# AIM OF THE TASK:
Working from the line that contains "Indicate the wire" down to the last line below, repeat each line exactly.
---------- THE RECORDS ----------
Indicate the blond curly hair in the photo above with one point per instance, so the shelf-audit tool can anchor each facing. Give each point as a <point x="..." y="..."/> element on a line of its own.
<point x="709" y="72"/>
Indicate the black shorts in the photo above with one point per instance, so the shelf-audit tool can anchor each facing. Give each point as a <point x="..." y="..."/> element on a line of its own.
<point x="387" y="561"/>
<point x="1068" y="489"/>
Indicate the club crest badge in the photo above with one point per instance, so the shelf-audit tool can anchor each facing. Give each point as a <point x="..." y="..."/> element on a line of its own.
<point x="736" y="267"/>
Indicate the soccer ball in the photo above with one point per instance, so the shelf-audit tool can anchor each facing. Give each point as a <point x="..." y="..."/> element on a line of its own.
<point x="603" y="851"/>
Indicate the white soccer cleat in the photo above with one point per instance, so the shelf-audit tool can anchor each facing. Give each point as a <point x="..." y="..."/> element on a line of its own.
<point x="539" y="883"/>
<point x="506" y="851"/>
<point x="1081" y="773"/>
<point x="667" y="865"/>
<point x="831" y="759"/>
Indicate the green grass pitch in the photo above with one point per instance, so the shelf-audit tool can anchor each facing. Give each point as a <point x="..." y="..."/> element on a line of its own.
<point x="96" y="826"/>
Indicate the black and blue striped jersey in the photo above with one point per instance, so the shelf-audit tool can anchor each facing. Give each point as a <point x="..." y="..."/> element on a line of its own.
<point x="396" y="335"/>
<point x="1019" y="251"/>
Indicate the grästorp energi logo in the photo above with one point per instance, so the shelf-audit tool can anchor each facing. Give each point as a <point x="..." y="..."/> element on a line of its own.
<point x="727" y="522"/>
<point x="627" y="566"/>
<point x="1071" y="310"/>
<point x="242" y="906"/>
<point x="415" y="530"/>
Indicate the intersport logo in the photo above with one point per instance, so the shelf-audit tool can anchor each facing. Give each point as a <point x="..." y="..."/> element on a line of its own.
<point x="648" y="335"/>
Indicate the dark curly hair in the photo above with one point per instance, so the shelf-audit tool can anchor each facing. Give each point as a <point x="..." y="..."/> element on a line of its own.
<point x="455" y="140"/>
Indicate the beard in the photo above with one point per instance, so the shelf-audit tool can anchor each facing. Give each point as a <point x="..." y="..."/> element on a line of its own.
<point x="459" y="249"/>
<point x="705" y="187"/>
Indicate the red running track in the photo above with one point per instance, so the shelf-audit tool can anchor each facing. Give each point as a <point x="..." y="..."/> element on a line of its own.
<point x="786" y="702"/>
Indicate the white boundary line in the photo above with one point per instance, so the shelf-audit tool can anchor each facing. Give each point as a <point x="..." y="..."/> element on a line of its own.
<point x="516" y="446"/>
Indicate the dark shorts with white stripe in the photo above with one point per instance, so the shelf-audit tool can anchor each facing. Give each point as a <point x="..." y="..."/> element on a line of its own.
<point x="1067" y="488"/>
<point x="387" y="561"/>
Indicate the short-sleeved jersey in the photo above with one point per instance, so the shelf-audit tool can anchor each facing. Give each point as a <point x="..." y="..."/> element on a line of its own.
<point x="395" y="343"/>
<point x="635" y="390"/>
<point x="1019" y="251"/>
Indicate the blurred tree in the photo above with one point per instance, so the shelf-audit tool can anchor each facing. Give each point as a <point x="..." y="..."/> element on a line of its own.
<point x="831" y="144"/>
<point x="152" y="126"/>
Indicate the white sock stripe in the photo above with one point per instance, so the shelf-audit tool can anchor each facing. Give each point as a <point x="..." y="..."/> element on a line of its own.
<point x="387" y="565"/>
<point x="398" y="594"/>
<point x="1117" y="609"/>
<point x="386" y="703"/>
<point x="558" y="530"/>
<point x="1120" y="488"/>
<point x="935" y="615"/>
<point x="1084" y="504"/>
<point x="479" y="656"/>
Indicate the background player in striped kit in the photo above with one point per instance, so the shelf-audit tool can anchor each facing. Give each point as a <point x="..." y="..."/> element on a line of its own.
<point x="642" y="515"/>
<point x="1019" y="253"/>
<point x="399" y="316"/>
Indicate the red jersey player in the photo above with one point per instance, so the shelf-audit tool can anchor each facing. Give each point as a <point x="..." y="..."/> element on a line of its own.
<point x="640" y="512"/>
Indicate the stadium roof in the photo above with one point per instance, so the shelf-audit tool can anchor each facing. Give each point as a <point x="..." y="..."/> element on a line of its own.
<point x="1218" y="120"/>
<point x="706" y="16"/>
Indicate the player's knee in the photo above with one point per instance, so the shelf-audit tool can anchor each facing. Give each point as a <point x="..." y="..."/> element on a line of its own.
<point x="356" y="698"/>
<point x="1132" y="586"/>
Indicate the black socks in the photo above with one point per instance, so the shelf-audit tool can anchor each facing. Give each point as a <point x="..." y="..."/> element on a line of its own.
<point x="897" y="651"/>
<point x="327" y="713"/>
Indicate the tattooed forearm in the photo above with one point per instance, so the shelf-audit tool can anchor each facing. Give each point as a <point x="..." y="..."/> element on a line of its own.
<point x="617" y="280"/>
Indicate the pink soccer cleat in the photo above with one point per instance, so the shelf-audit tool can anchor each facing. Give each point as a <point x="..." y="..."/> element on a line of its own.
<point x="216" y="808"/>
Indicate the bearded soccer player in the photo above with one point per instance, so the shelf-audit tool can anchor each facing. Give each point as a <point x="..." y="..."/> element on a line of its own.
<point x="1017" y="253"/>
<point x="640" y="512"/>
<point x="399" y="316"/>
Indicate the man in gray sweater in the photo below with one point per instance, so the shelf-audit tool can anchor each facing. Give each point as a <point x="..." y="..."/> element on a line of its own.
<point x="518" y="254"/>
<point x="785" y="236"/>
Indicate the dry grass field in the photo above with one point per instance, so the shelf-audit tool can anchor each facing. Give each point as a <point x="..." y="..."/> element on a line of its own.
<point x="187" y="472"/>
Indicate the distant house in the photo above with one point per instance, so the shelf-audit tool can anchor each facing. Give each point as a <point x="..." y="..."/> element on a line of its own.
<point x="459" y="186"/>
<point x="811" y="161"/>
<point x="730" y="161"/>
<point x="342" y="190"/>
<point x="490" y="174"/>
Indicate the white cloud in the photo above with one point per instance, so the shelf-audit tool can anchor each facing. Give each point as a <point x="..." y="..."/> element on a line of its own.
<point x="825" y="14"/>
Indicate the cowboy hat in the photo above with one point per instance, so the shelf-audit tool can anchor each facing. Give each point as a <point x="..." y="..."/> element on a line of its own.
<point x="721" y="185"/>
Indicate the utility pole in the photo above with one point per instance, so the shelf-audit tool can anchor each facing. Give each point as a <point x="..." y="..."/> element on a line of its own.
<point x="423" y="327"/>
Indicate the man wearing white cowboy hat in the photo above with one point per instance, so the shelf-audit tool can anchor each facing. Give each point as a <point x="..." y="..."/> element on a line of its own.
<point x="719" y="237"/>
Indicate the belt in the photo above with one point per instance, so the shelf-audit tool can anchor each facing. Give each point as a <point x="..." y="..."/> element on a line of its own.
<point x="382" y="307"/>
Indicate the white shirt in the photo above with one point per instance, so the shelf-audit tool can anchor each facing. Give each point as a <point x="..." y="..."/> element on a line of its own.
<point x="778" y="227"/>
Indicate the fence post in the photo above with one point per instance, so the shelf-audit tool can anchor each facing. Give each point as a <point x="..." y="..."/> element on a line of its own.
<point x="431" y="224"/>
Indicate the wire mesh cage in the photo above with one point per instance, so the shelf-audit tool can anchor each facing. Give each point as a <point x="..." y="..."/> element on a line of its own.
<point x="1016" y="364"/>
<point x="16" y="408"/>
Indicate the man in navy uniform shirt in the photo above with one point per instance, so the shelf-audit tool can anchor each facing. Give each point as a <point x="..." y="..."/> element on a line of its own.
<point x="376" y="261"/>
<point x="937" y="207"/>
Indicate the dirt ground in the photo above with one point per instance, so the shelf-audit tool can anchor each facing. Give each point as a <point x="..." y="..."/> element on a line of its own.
----------
# CORRECT ANSWER:
Indicate the wire mesh cage in the photo above with one point per instance, so the shelf-audit tool can anchor each facing. Give each point as a <point x="..." y="..."/> element on a line of its own.
<point x="1016" y="364"/>
<point x="16" y="408"/>
Indicate the man in navy uniform shirt in the photo above with one point per instance, so the shelf-audit tool can anchor each facing. Give each point as a <point x="..." y="..."/> element on a line of its own.
<point x="376" y="261"/>
<point x="937" y="207"/>
Indicate the dirt ground in the photo above with one point per instance, so the shelf-audit tool can anchor each facing. Give each point as a <point x="..." y="..."/> element on a line of its own.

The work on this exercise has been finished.